Acts of homegrown and domestic violent extremism have been on the rise over the last decade. In order to prepare state, local, tribal and territorial responders to defend their communities from these threats, LSU’s National Center for Biomedical Research and Training/Academy of Counter-Terrorist Education, or LSU NCBRT/ACE, is launching a new course that is specifically centered on detecting extremist threats.

LSU NCBRT/ACE is a training arm of FEMA’s National Training and Education Division and delivers a number of different types of active threat trainings that are federally funded and certified by the Department of Homeland Security. The new course, titled “Recognizing and Identifying Domestic and Homegrown Violent Extremism,” or AWR-409, is a one-day, awareness-level course that explores violent extremism in the U.S. and will teach participants how to identify, asses and counter the threat of different types of violent extremism. The course is currently being finalized and is expected to be available to schedule in June 2022.

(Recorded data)
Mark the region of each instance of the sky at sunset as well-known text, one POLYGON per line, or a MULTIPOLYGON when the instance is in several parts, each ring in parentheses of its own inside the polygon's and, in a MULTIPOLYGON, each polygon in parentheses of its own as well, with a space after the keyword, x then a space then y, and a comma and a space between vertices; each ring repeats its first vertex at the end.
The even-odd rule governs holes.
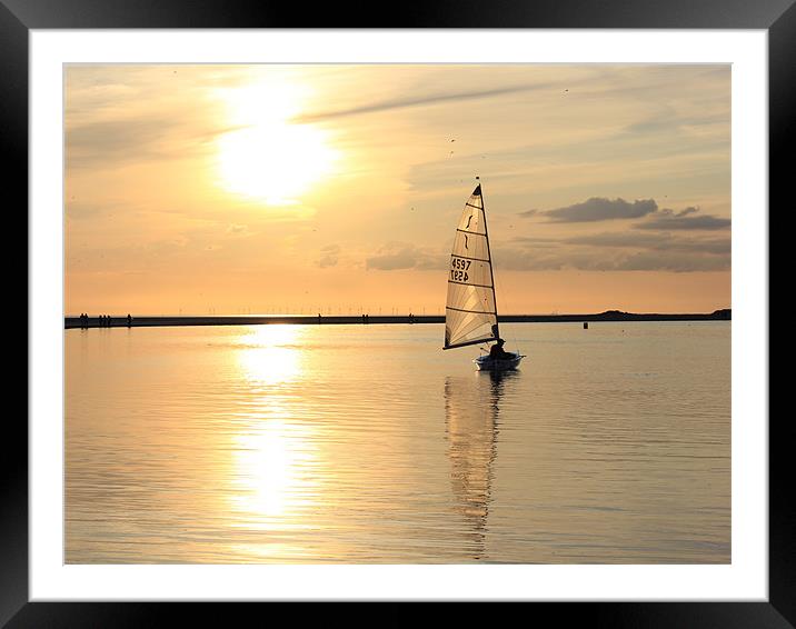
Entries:
POLYGON ((66 312, 730 307, 729 66, 68 66, 66 312))

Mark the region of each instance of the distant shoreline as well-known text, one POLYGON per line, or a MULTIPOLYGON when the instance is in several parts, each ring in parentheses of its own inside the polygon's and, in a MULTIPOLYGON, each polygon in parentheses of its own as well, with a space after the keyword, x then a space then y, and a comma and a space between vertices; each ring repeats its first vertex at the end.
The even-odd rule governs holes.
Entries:
MULTIPOLYGON (((607 310, 596 314, 500 314, 501 323, 589 323, 600 321, 729 321, 732 310, 716 310, 710 313, 634 313, 619 310, 607 310)), ((441 314, 369 314, 367 321, 361 314, 321 316, 320 318, 301 316, 207 316, 207 317, 133 317, 131 328, 153 328, 175 326, 262 326, 262 325, 385 325, 385 323, 444 323, 441 314)), ((88 327, 99 328, 98 317, 89 317, 88 327)), ((103 326, 105 327, 105 326, 103 326)), ((111 317, 111 328, 127 328, 127 317, 111 317)), ((64 329, 80 328, 79 317, 64 317, 64 329)))

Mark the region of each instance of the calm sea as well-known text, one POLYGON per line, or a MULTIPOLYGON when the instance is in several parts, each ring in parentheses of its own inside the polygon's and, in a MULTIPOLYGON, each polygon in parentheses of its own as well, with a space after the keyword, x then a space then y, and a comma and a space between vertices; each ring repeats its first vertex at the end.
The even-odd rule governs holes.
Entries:
POLYGON ((727 563, 730 323, 67 330, 68 563, 727 563))

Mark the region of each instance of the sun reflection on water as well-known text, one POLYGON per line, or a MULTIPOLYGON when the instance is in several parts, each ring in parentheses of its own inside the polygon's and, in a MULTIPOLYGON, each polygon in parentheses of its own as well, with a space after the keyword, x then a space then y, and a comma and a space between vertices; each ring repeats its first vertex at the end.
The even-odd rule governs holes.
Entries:
POLYGON ((240 341, 240 367, 251 382, 281 385, 301 372, 300 326, 257 326, 240 341))
MULTIPOLYGON (((302 417, 293 390, 304 368, 304 333, 299 326, 257 326, 240 338, 248 401, 231 437, 229 495, 238 528, 306 528, 300 513, 316 500, 316 429, 302 417)), ((273 541, 252 540, 248 551, 268 555, 275 551, 273 541)))

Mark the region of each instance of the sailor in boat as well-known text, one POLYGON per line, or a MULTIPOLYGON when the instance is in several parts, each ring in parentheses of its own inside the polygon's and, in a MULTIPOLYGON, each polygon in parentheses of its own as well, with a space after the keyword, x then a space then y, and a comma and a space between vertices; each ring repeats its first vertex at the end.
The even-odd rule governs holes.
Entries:
POLYGON ((508 360, 509 358, 514 358, 513 353, 508 353, 506 350, 503 349, 503 346, 505 343, 505 340, 498 339, 498 342, 496 342, 491 347, 491 349, 489 350, 489 358, 491 360, 508 360))

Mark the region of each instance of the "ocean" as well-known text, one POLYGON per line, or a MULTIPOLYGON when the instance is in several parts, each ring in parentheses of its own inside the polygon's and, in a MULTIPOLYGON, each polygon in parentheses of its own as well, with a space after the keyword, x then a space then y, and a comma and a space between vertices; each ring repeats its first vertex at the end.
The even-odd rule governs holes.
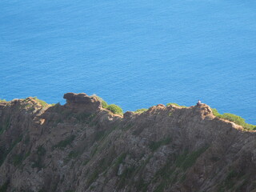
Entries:
POLYGON ((0 98, 202 102, 256 124, 254 0, 0 2, 0 98))

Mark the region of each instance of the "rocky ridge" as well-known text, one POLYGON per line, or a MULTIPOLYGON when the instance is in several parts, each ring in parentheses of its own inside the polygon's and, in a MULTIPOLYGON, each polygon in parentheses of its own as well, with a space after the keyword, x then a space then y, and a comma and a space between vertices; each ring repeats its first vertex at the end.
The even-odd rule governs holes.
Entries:
POLYGON ((256 135, 210 107, 0 102, 0 191, 256 191, 256 135))

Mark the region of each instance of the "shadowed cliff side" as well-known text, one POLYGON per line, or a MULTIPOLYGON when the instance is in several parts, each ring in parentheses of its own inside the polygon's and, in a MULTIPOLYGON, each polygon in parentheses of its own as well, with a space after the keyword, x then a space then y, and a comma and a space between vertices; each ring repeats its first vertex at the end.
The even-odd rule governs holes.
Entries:
POLYGON ((256 135, 205 104, 123 117, 95 96, 0 103, 0 191, 256 191, 256 135))

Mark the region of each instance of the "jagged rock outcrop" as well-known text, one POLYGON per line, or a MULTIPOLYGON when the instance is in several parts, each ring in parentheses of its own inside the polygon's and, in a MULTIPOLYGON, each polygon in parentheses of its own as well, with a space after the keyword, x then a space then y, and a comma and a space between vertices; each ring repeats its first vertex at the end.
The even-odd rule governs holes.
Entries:
POLYGON ((66 99, 66 107, 74 111, 86 111, 95 113, 101 109, 101 102, 97 97, 88 96, 86 94, 67 93, 64 94, 66 99))
POLYGON ((256 191, 256 134, 205 104, 123 118, 94 96, 0 102, 0 191, 256 191))

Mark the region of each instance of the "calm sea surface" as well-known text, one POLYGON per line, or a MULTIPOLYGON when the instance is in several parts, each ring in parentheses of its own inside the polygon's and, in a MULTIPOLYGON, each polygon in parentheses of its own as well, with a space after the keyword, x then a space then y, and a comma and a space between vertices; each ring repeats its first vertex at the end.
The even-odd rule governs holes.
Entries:
POLYGON ((255 0, 0 1, 0 98, 201 99, 256 124, 255 0))

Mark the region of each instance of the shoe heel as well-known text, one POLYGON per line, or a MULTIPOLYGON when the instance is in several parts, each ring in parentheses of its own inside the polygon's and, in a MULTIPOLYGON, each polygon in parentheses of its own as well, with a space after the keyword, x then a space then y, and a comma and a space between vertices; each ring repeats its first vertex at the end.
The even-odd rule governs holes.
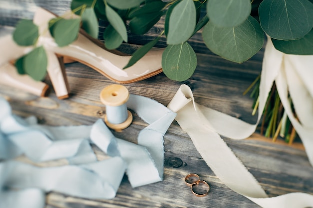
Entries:
POLYGON ((70 90, 64 57, 58 56, 50 51, 47 51, 47 54, 49 60, 48 74, 56 96, 60 99, 68 98, 70 90))
POLYGON ((10 86, 38 96, 48 94, 49 86, 34 80, 28 75, 20 75, 15 66, 8 63, 0 66, 0 84, 10 86))

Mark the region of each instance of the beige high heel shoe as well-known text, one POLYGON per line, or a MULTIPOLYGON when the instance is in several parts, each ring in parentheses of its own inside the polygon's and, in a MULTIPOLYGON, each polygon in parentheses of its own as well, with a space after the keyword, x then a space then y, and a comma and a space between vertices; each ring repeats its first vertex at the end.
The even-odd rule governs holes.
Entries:
MULTIPOLYGON (((126 69, 132 58, 126 54, 115 54, 100 47, 100 41, 93 40, 81 32, 78 39, 70 45, 60 47, 48 32, 48 22, 56 16, 42 8, 38 8, 34 22, 40 27, 40 44, 46 50, 70 59, 81 62, 96 70, 116 82, 126 84, 142 80, 162 72, 162 54, 164 49, 154 49, 132 66, 126 69)), ((101 43, 102 45, 103 43, 101 43)))
POLYGON ((49 86, 36 81, 27 75, 20 75, 12 64, 15 60, 30 51, 30 47, 20 47, 10 35, 0 39, 2 52, 0 55, 0 84, 10 86, 38 96, 48 93, 49 86))
MULTIPOLYGON (((33 47, 18 45, 12 35, 1 38, 0 45, 2 46, 0 50, 2 52, 0 55, 0 84, 20 89, 38 96, 46 96, 49 88, 48 85, 35 81, 28 75, 19 74, 14 65, 16 59, 30 52, 33 47)), ((70 87, 63 58, 49 51, 47 51, 47 55, 49 59, 48 72, 54 87, 56 94, 59 99, 68 98, 70 87)), ((72 62, 68 59, 66 61, 66 63, 72 62)))
POLYGON ((35 81, 28 75, 21 75, 10 63, 0 66, 0 84, 20 89, 38 96, 46 96, 48 92, 48 85, 35 81))

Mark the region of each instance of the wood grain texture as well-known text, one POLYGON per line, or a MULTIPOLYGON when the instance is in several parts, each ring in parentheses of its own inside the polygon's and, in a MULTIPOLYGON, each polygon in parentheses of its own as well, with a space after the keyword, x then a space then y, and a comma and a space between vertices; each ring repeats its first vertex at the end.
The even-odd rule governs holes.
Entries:
MULTIPOLYGON (((2 0, 0 24, 12 26, 20 18, 31 17, 34 5, 60 14, 67 10, 69 2, 68 0, 2 0)), ((130 38, 130 43, 144 44, 161 29, 161 26, 157 25, 144 36, 134 35, 130 38)), ((6 27, 2 27, 0 33, 8 31, 6 27)), ((185 82, 175 82, 162 73, 124 86, 131 93, 154 99, 166 105, 180 85, 185 83, 190 86, 198 103, 247 122, 256 122, 256 117, 251 115, 252 100, 248 96, 243 96, 242 92, 260 73, 264 50, 251 60, 239 64, 225 60, 209 51, 201 40, 200 33, 190 42, 195 47, 198 57, 197 69, 190 79, 185 82)), ((163 40, 158 46, 164 45, 163 40)), ((137 47, 124 44, 120 49, 131 53, 137 47)), ((10 101, 14 113, 24 117, 34 115, 41 123, 52 125, 92 124, 99 118, 103 118, 105 108, 100 101, 100 94, 104 87, 114 82, 79 63, 66 64, 66 73, 72 89, 69 99, 58 100, 53 90, 48 97, 38 98, 5 86, 0 86, 0 95, 10 101)), ((46 82, 52 86, 48 77, 46 82)), ((138 133, 146 126, 146 123, 134 114, 134 123, 130 127, 122 132, 114 132, 114 134, 118 138, 136 143, 138 133)), ((225 141, 270 196, 298 191, 313 194, 313 168, 301 144, 290 146, 282 141, 272 143, 270 139, 258 133, 248 139, 225 138, 225 141)), ((133 189, 126 175, 116 197, 112 200, 90 200, 51 192, 47 194, 46 207, 260 207, 229 189, 216 177, 196 149, 188 135, 176 122, 173 122, 168 129, 164 141, 163 181, 133 189), (183 162, 179 167, 174 165, 178 158, 183 162), (190 188, 184 182, 186 176, 190 173, 198 174, 202 179, 210 185, 211 190, 208 196, 198 198, 192 194, 190 188)), ((106 157, 98 148, 94 147, 94 150, 99 158, 106 157)), ((23 158, 20 159, 28 161, 23 158)), ((66 161, 59 160, 40 165, 65 164, 66 161)))

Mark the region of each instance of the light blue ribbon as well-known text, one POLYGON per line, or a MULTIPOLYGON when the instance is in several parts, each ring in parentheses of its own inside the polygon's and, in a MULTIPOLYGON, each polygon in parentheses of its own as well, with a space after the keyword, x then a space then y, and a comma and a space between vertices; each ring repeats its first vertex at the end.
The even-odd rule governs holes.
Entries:
POLYGON ((131 95, 128 106, 150 124, 139 134, 138 144, 116 138, 101 119, 92 126, 38 125, 34 117, 13 115, 0 99, 0 207, 41 208, 51 191, 112 199, 126 171, 133 187, 162 180, 163 137, 176 113, 137 95, 131 95), (98 161, 90 143, 111 158, 98 161), (22 154, 35 162, 66 158, 70 165, 40 168, 13 160, 22 154))

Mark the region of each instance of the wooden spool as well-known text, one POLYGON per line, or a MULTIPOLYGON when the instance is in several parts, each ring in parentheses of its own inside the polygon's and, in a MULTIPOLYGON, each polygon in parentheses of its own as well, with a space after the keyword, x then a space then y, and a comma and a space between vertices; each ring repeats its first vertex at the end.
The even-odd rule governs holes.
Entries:
POLYGON ((123 85, 112 84, 102 90, 100 99, 106 107, 104 121, 109 128, 115 130, 122 130, 132 124, 132 114, 127 110, 126 105, 129 98, 130 92, 123 85), (113 112, 114 115, 110 116, 112 115, 112 112, 110 111, 114 111, 113 112), (121 117, 122 120, 118 120, 118 123, 112 122, 113 120, 116 119, 113 116, 118 118, 121 117))

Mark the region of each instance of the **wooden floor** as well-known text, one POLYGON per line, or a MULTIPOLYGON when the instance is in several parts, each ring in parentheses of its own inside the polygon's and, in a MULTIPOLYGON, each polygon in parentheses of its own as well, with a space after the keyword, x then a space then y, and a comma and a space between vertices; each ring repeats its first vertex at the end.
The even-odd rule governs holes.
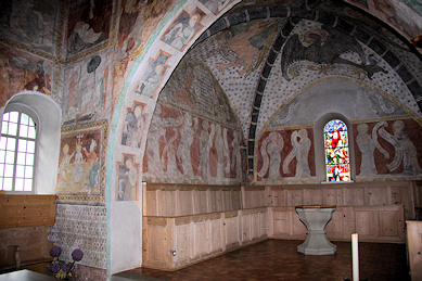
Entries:
MULTIPOLYGON (((297 253, 303 241, 267 240, 177 271, 146 268, 120 272, 114 280, 336 280, 351 279, 349 242, 333 243, 334 255, 297 253)), ((405 244, 359 243, 360 279, 407 281, 405 244)))

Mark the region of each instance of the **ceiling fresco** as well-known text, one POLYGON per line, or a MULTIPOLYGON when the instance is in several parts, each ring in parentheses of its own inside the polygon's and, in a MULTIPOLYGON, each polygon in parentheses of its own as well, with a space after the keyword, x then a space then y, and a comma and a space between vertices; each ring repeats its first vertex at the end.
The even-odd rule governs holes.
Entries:
MULTIPOLYGON (((354 4, 372 7, 367 1, 354 4)), ((401 37, 360 11, 338 1, 242 1, 184 55, 179 67, 204 64, 227 95, 247 142, 250 174, 257 139, 267 128, 289 127, 280 120, 297 99, 305 99, 304 92, 329 92, 343 106, 357 99, 369 111, 350 108, 350 119, 382 118, 389 111, 422 116, 422 63, 419 50, 405 38, 418 33, 418 23, 401 37), (344 93, 337 97, 336 90, 344 93), (270 124, 276 116, 279 123, 270 124)), ((312 99, 305 100, 295 108, 302 115, 294 119, 296 126, 315 122, 312 99)))
MULTIPOLYGON (((286 24, 286 18, 281 16, 255 21, 241 18, 245 14, 244 9, 254 7, 254 11, 257 11, 256 7, 265 2, 246 1, 233 8, 233 14, 227 15, 225 21, 241 23, 230 24, 229 28, 196 42, 182 60, 182 63, 203 62, 209 67, 238 114, 245 137, 252 123, 251 112, 256 102, 255 91, 263 65, 276 35, 286 24)), ((281 4, 289 7, 291 2, 282 1, 281 4)), ((348 5, 327 1, 317 9, 330 11, 330 14, 365 28, 373 38, 394 50, 404 64, 412 65, 408 69, 413 77, 421 79, 422 64, 417 54, 388 31, 386 26, 348 5)), ((266 80, 256 130, 259 131, 280 106, 309 84, 329 77, 348 77, 379 89, 422 116, 418 101, 409 92, 406 82, 397 79, 395 69, 380 54, 355 37, 324 25, 321 21, 303 18, 290 33, 266 80), (311 43, 312 37, 322 39, 311 43)))

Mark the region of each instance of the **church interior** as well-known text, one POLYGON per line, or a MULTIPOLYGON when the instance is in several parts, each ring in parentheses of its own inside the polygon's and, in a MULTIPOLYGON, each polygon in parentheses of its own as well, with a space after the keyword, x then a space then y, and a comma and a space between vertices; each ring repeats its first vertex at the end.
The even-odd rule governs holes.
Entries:
POLYGON ((348 263, 343 280, 357 233, 422 279, 420 1, 0 11, 0 272, 59 278, 60 257, 72 280, 189 280, 248 248, 236 265, 264 268, 269 245, 293 270, 278 280, 311 278, 307 257, 348 263))

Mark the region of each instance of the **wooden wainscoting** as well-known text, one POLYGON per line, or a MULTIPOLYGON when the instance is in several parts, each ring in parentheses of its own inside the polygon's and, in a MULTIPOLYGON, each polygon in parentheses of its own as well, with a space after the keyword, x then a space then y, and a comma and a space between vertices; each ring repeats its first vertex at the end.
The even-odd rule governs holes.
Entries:
MULTIPOLYGON (((307 229, 295 207, 270 207, 269 238, 305 240, 307 229)), ((337 206, 325 227, 330 240, 350 241, 359 233, 361 242, 405 243, 405 216, 401 205, 337 206)))
POLYGON ((268 239, 267 208, 143 217, 143 267, 176 270, 268 239))

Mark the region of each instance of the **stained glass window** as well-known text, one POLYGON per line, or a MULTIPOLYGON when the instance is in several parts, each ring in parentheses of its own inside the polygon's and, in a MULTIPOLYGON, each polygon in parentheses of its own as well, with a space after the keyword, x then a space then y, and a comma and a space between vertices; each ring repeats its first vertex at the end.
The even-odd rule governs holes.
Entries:
POLYGON ((349 181, 350 163, 347 126, 340 119, 324 127, 327 181, 349 181))
POLYGON ((0 190, 31 191, 36 126, 22 112, 3 114, 0 137, 0 190))

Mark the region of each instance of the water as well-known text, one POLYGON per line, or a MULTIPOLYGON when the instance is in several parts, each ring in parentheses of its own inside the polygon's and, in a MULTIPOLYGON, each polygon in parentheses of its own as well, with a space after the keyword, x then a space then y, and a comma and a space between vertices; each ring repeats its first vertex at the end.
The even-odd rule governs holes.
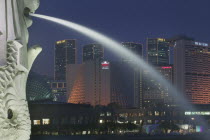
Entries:
MULTIPOLYGON (((66 20, 62 20, 59 18, 55 18, 55 17, 50 17, 50 16, 45 16, 45 15, 40 15, 40 14, 31 14, 31 16, 34 17, 38 17, 41 19, 45 19, 48 21, 52 21, 55 22, 57 24, 63 25, 69 29, 75 30, 95 41, 97 41, 98 43, 103 44, 104 47, 106 47, 107 49, 111 50, 113 53, 115 53, 118 56, 131 56, 132 59, 134 60, 134 63, 131 65, 135 65, 138 66, 139 69, 146 69, 149 73, 150 76, 153 77, 153 79, 155 79, 156 81, 162 83, 162 85, 165 88, 168 88, 171 96, 174 97, 175 101, 179 104, 179 106, 184 109, 184 110, 195 110, 195 108, 192 106, 192 104, 190 104, 186 97, 184 96, 183 93, 179 92, 176 88, 174 88, 169 81, 167 81, 166 79, 164 79, 164 77, 162 75, 160 75, 159 72, 157 72, 151 65, 149 65, 148 63, 146 63, 142 58, 140 58, 139 56, 137 56, 136 54, 132 53, 130 50, 128 50, 127 48, 123 47, 120 43, 118 43, 117 41, 97 32, 94 31, 90 28, 87 28, 85 26, 70 22, 70 21, 66 21, 66 20)), ((204 121, 203 121, 204 122, 204 121)), ((205 123, 204 123, 205 124, 205 123)))

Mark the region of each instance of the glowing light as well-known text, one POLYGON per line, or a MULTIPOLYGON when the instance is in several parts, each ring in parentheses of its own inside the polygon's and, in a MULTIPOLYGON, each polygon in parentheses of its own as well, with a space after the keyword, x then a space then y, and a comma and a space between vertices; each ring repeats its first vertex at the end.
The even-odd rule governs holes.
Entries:
POLYGON ((161 67, 162 69, 172 69, 171 66, 168 66, 168 67, 161 67))
MULTIPOLYGON (((140 69, 144 68, 148 70, 149 76, 151 76, 153 79, 155 79, 157 82, 162 83, 162 85, 165 88, 168 88, 171 95, 174 96, 174 99, 179 103, 180 106, 182 106, 185 109, 191 109, 194 110, 193 106, 187 101, 186 97, 183 93, 180 93, 176 88, 174 88, 170 82, 168 82, 162 75, 159 74, 152 66, 147 64, 140 56, 132 53, 129 49, 123 47, 120 43, 114 41, 113 39, 96 32, 94 30, 91 30, 85 26, 62 20, 59 18, 39 15, 39 14, 30 14, 31 16, 42 18, 45 20, 49 20, 52 22, 55 22, 57 24, 63 25, 65 27, 68 27, 70 29, 73 29, 99 43, 101 43, 104 47, 107 49, 110 49, 112 52, 114 52, 116 55, 119 56, 131 56, 134 63, 130 63, 131 66, 138 67, 140 69)), ((202 121, 205 125, 204 121, 202 121)))

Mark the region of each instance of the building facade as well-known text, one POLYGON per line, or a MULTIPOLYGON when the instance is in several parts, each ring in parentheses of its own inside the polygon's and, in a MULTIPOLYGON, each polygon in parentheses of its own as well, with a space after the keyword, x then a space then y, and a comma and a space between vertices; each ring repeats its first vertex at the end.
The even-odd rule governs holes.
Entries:
POLYGON ((66 80, 66 66, 76 64, 76 40, 61 40, 55 44, 54 80, 66 80))
POLYGON ((69 103, 93 106, 110 103, 110 70, 108 64, 96 61, 67 66, 67 93, 69 103), (104 68, 106 65, 106 68, 104 68))
POLYGON ((88 44, 83 47, 83 63, 98 61, 104 58, 104 48, 100 44, 88 44))
POLYGON ((210 104, 210 45, 190 40, 174 44, 174 83, 193 104, 210 104))
MULTIPOLYGON (((122 47, 143 58, 143 45, 134 42, 123 42, 122 47)), ((111 100, 121 107, 141 108, 142 70, 135 67, 132 56, 123 54, 119 62, 111 63, 111 100)))
POLYGON ((51 91, 54 95, 54 101, 57 102, 67 102, 67 95, 66 95, 66 81, 62 80, 54 80, 51 81, 51 91))
POLYGON ((163 38, 147 39, 147 61, 152 65, 167 66, 170 62, 169 42, 163 38))
MULTIPOLYGON (((173 84, 173 66, 155 66, 159 72, 168 82, 173 84)), ((156 106, 157 104, 172 105, 174 103, 173 97, 170 94, 169 87, 164 87, 161 83, 150 76, 146 70, 143 72, 143 93, 144 106, 156 106)))

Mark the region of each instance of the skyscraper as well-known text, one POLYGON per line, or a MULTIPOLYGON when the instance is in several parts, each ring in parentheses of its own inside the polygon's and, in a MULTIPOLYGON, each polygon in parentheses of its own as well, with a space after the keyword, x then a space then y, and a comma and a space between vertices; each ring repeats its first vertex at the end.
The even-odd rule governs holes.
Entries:
POLYGON ((210 104, 210 44, 174 43, 174 83, 190 102, 210 104))
POLYGON ((69 103, 87 103, 93 106, 110 103, 109 63, 94 61, 67 66, 69 103))
MULTIPOLYGON (((140 44, 140 43, 134 43, 134 42, 123 42, 122 43, 122 46, 127 48, 128 50, 132 51, 133 53, 135 53, 136 55, 142 57, 143 56, 143 45, 140 44)), ((122 57, 121 57, 122 61, 133 61, 132 60, 132 57, 127 55, 127 54, 124 54, 122 57)))
POLYGON ((169 42, 163 38, 147 39, 147 60, 152 65, 167 66, 170 62, 169 42))
MULTIPOLYGON (((173 66, 155 66, 154 68, 172 84, 173 66)), ((144 70, 143 74, 144 106, 149 107, 157 104, 173 104, 173 98, 170 95, 169 87, 164 87, 161 83, 153 79, 147 70, 144 70)))
POLYGON ((83 47, 83 63, 101 61, 104 58, 104 48, 100 44, 88 44, 83 47))
MULTIPOLYGON (((140 43, 123 42, 122 46, 139 57, 143 56, 143 45, 140 43)), ((123 107, 141 108, 142 71, 133 63, 134 60, 127 54, 121 55, 119 62, 111 63, 111 100, 123 107)))
POLYGON ((54 79, 66 80, 67 64, 76 64, 76 40, 57 41, 55 44, 54 79))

**TASK LIST**.
1 – According to the passage about the new LSU NCBRT/ACE course, when is the course expected to be available to schedule?
2 – Continue the passage about the new LSU NCBRT/ACE course from its final sentence.
These rows have nothing to do with the passage.

**RESULTS IN ORDER**.
1 – In June 2022.

2 –
Domestic violent extremism has always played a role in the nation’s history, but incidents of domestic violent extremism have intensified recently. According to a March 2021 report from the Office of the Director of National Intelligence, Department of Homeland Security, the FBI, and other federal enforcement agencies, “domestic violent extremists who are motivated by a range of ideologies and galvanized by recent political and societal events in the United States pose an elevated threat to the Homeland in 2021.”

As incidents of domestic and homegrown violent extremism increase, it is critical for first responders to recognize the ideology and indicators of violent extremism. Responders must be able to differentiate the constitutionally protected rights of those with extremist ideologies while also protecting themselves and the communities they serve. The course will help these responders identify “reasonable suspicion,” which exists when there are facts to support a possibility that an individual or organization is involved in a criminal activity.

This course describes the radicalization and recruitment process and the tactics that extremists use to carry out their missions. Participants will consider their own jurisdiction’s baseline activity and how activity outside of baseline patterns could indicate violent extremist activity. Participants also explore several approaches to responder safety, including tactics to coordinate across response disciplines, online security, mental health resources and communication both between response agencies and with the public.